» **Goal**
Pictures do not belong in the copy; transcribe everything else in the records exactly.

» **Material shown**
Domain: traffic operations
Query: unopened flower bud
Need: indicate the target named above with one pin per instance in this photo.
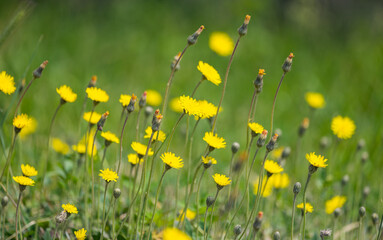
(235, 147)
(116, 193)
(262, 139)
(286, 67)
(242, 30)
(192, 39)
(37, 73)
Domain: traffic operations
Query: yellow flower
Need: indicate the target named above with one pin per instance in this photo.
(24, 181)
(69, 208)
(209, 73)
(97, 94)
(309, 207)
(95, 117)
(66, 93)
(7, 83)
(110, 137)
(272, 167)
(280, 180)
(343, 127)
(140, 149)
(208, 159)
(256, 128)
(316, 160)
(190, 215)
(108, 175)
(125, 100)
(334, 203)
(160, 134)
(133, 159)
(21, 121)
(28, 170)
(267, 187)
(221, 43)
(60, 146)
(28, 129)
(221, 180)
(80, 234)
(214, 141)
(153, 98)
(175, 234)
(315, 100)
(171, 160)
(175, 105)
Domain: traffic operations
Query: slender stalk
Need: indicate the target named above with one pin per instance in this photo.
(224, 83)
(155, 202)
(274, 101)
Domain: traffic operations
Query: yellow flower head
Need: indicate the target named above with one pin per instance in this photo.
(280, 180)
(316, 160)
(108, 175)
(272, 167)
(221, 43)
(256, 128)
(343, 127)
(140, 149)
(334, 203)
(133, 159)
(159, 134)
(7, 83)
(153, 98)
(95, 117)
(21, 121)
(80, 234)
(24, 181)
(28, 129)
(175, 234)
(69, 208)
(315, 100)
(28, 170)
(60, 146)
(209, 73)
(221, 180)
(208, 159)
(97, 94)
(171, 160)
(110, 137)
(309, 207)
(66, 93)
(214, 141)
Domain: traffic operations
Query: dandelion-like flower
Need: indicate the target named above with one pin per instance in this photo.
(214, 141)
(7, 83)
(209, 73)
(158, 135)
(221, 180)
(95, 117)
(334, 203)
(343, 127)
(140, 149)
(153, 98)
(28, 170)
(316, 160)
(171, 160)
(309, 207)
(66, 93)
(80, 234)
(315, 100)
(70, 208)
(97, 94)
(108, 175)
(221, 43)
(24, 181)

» **The completed task**
Domain: traffic operations
Query: unopened flower bud
Need: indicate the target named above with one pin per instance in this photo.
(235, 147)
(116, 193)
(262, 139)
(286, 67)
(242, 30)
(192, 39)
(37, 73)
Domain: traffic operations
Query: yellow flower
Need: indicate the target named above with one pin per instance in this photo.
(24, 181)
(69, 208)
(209, 73)
(97, 94)
(309, 207)
(95, 117)
(66, 93)
(7, 83)
(110, 137)
(272, 167)
(280, 180)
(343, 127)
(140, 149)
(208, 159)
(256, 128)
(316, 160)
(190, 215)
(108, 175)
(125, 100)
(334, 203)
(160, 134)
(133, 159)
(21, 121)
(28, 170)
(267, 187)
(221, 43)
(60, 146)
(28, 129)
(221, 180)
(80, 234)
(214, 141)
(153, 98)
(175, 234)
(315, 100)
(171, 160)
(175, 105)
Domain: traffic operations
Query: slender stalk
Need: indicate the target named above with one pin per instance in this photo.
(224, 83)
(155, 202)
(274, 101)
Domain: traffic operations
Query: yellow flower head
Need: indicate the target named above with one pin per instance in this photo.
(280, 180)
(316, 160)
(108, 175)
(272, 167)
(221, 43)
(256, 128)
(343, 127)
(140, 149)
(334, 203)
(133, 159)
(159, 134)
(7, 83)
(153, 98)
(95, 117)
(21, 121)
(80, 234)
(24, 181)
(28, 129)
(175, 234)
(69, 208)
(315, 100)
(28, 170)
(60, 146)
(209, 73)
(221, 180)
(208, 159)
(97, 94)
(171, 160)
(110, 137)
(309, 207)
(66, 93)
(214, 141)
Domain: traffic operations
Query: dandelion-like flower
Need: indicate the target named above with one pin per instance in this photo.
(214, 141)
(7, 83)
(209, 73)
(158, 135)
(221, 180)
(95, 117)
(334, 203)
(343, 127)
(140, 149)
(153, 98)
(28, 170)
(316, 160)
(171, 160)
(309, 207)
(66, 93)
(80, 234)
(315, 100)
(70, 208)
(97, 94)
(108, 175)
(221, 43)
(24, 181)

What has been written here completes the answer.